==== DATA ====

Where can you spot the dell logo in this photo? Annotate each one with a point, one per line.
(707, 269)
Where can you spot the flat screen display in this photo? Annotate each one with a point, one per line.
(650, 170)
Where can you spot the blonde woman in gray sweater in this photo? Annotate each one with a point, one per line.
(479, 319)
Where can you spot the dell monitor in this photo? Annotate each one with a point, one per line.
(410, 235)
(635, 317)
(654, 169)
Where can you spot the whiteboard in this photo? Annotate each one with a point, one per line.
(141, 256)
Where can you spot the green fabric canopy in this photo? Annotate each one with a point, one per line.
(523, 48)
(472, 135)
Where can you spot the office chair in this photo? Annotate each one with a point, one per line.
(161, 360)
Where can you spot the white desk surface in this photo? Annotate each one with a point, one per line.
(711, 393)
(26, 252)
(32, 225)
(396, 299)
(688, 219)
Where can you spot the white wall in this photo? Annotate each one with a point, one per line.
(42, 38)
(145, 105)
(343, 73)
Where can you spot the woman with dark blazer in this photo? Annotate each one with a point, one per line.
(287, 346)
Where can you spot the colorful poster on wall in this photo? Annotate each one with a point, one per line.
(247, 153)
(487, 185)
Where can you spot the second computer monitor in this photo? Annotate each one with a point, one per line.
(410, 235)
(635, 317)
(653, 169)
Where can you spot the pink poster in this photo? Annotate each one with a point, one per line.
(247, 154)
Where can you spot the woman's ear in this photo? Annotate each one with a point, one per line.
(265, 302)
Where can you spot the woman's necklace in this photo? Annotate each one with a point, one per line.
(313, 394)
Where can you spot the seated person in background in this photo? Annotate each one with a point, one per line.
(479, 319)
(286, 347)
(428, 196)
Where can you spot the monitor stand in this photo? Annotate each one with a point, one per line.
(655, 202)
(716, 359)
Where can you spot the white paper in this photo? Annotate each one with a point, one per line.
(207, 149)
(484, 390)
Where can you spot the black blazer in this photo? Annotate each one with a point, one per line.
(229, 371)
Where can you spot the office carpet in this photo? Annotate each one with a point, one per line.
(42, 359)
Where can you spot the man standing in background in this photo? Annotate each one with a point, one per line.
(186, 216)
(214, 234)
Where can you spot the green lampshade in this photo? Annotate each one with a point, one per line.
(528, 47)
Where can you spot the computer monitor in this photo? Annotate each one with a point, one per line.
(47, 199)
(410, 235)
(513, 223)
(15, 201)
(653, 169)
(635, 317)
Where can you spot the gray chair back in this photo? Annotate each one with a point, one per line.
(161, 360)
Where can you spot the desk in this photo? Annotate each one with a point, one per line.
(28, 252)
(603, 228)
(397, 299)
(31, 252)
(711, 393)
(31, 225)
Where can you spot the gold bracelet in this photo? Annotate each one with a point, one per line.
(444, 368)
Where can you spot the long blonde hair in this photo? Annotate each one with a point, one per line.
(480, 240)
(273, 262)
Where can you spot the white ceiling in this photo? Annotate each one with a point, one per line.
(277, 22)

====
==== DATA ====

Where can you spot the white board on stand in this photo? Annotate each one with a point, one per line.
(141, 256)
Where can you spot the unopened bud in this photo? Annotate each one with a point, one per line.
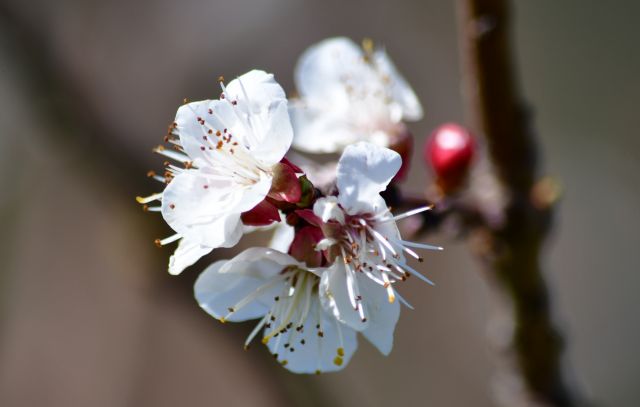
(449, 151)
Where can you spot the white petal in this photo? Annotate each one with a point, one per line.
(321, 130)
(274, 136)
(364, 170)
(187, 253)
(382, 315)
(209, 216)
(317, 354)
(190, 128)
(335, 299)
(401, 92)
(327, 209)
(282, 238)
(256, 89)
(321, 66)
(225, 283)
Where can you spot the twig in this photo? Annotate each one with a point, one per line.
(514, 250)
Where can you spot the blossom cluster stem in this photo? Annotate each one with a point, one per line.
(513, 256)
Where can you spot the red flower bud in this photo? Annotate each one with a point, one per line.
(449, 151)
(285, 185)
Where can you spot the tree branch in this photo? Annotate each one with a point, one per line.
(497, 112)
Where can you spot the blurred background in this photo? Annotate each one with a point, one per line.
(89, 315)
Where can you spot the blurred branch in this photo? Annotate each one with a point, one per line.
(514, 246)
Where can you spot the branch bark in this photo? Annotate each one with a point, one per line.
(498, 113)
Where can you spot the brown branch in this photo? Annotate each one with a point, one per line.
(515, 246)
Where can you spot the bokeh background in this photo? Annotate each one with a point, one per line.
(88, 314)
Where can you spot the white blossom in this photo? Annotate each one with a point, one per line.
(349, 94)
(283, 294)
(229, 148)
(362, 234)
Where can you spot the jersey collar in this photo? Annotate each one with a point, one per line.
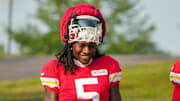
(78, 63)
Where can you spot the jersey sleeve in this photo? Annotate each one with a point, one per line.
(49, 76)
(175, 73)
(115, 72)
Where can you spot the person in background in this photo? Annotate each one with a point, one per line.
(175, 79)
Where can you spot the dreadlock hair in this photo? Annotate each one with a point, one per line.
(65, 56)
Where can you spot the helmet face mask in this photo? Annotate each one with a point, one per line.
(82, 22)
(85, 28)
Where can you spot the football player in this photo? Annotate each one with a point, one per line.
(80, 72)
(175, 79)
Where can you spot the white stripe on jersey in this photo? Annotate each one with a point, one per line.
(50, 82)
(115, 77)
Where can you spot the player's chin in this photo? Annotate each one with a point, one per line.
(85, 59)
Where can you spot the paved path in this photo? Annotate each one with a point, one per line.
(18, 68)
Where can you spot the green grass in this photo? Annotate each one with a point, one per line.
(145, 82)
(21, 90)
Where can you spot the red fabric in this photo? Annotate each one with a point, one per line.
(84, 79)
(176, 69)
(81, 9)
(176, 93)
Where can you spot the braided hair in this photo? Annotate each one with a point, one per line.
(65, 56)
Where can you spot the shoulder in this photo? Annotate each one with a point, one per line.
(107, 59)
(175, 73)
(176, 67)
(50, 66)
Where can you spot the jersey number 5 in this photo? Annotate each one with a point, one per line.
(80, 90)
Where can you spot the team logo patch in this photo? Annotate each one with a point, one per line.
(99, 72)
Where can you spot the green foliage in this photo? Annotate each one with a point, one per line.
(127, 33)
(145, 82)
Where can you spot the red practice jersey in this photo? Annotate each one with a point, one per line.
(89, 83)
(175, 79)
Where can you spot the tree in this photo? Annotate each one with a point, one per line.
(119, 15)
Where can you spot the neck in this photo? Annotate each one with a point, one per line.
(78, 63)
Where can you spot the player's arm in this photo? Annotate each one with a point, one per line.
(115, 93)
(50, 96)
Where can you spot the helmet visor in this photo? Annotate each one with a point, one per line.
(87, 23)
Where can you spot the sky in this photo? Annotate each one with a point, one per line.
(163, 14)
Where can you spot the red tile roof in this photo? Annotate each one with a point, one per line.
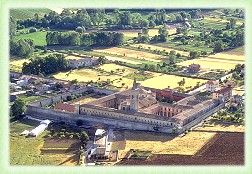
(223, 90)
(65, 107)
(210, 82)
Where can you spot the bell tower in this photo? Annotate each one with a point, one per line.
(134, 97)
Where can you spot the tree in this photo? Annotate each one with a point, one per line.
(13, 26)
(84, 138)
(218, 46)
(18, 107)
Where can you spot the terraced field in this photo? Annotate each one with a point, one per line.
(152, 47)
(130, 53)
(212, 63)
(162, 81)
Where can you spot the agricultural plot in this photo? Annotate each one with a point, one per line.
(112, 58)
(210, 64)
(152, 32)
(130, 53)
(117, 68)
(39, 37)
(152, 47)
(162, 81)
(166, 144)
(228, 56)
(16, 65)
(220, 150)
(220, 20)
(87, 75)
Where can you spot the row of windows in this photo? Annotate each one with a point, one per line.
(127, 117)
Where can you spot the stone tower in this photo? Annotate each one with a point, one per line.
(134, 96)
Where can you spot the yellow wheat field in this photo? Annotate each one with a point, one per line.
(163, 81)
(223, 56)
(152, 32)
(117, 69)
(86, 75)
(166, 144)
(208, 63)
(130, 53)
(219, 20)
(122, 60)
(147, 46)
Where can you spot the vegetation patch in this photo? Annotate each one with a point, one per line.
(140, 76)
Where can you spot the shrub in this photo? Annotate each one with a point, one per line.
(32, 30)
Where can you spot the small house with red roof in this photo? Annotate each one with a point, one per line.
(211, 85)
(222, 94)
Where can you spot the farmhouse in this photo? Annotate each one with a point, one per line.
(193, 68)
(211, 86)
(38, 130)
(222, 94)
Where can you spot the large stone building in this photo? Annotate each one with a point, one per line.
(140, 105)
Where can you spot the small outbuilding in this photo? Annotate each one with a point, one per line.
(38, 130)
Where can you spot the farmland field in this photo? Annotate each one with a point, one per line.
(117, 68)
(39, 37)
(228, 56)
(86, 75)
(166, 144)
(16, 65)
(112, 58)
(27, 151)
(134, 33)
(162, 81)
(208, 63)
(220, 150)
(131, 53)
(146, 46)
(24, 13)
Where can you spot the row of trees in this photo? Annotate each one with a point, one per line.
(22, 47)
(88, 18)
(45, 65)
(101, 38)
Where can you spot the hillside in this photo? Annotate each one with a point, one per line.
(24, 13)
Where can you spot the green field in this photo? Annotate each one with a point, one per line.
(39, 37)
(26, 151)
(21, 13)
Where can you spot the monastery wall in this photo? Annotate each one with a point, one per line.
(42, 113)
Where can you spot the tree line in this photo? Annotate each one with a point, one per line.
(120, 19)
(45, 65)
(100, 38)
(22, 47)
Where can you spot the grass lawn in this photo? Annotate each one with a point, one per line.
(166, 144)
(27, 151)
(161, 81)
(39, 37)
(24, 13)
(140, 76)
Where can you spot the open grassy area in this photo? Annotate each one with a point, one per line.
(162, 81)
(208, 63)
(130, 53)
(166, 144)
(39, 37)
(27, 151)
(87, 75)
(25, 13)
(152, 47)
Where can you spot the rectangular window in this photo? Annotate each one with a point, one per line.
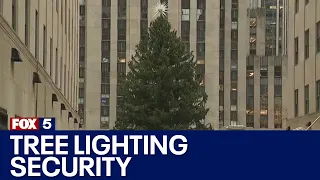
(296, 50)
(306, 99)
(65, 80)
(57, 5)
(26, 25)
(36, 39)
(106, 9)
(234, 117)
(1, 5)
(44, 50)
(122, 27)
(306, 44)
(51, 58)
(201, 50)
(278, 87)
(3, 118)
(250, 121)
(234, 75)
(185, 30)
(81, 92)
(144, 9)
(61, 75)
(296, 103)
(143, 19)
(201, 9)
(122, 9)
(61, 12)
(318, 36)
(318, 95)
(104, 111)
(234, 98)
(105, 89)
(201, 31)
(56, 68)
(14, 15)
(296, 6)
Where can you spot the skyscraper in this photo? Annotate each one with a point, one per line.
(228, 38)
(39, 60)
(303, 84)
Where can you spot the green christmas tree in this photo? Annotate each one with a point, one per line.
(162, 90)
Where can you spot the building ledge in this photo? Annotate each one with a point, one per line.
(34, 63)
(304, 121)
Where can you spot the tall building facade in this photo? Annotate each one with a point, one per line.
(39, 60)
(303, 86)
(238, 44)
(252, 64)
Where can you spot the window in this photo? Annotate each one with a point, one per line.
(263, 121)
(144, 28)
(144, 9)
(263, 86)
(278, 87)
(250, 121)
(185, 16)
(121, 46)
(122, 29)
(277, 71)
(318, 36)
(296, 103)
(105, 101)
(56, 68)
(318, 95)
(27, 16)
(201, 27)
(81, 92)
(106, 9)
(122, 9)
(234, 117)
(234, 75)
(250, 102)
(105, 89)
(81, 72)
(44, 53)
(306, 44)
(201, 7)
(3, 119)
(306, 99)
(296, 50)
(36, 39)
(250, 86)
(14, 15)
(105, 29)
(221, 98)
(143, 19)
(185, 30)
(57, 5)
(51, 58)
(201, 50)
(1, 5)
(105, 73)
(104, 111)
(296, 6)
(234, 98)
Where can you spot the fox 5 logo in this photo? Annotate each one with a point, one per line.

====

### WORK REQUIRED
Please transcribe only the lines in the records above running from the line that has "Where can you spot the tall" through the line that has "Where can you spot the fox", both included, exactly as they appear.

### OUTPUT BELOW
Where can you spot the tall building facade in this photo? Annotate each one with a point, one per line.
(39, 60)
(303, 86)
(238, 44)
(252, 64)
Where can you spot the window in this photo? Annotate each one with a point, one per line.
(263, 121)
(144, 28)
(144, 9)
(263, 86)
(278, 87)
(250, 121)
(185, 16)
(121, 46)
(122, 29)
(277, 71)
(318, 36)
(296, 103)
(105, 101)
(56, 68)
(318, 95)
(27, 16)
(201, 27)
(81, 92)
(106, 9)
(122, 9)
(234, 117)
(234, 75)
(250, 102)
(105, 89)
(81, 72)
(44, 53)
(306, 44)
(201, 7)
(3, 119)
(306, 99)
(296, 50)
(36, 39)
(250, 86)
(14, 15)
(105, 29)
(221, 98)
(143, 19)
(185, 30)
(57, 5)
(51, 58)
(201, 50)
(1, 5)
(105, 73)
(104, 111)
(296, 6)
(234, 98)
Where can you spot the fox 5 logo in this photo? Annotate each one with a point, one per line.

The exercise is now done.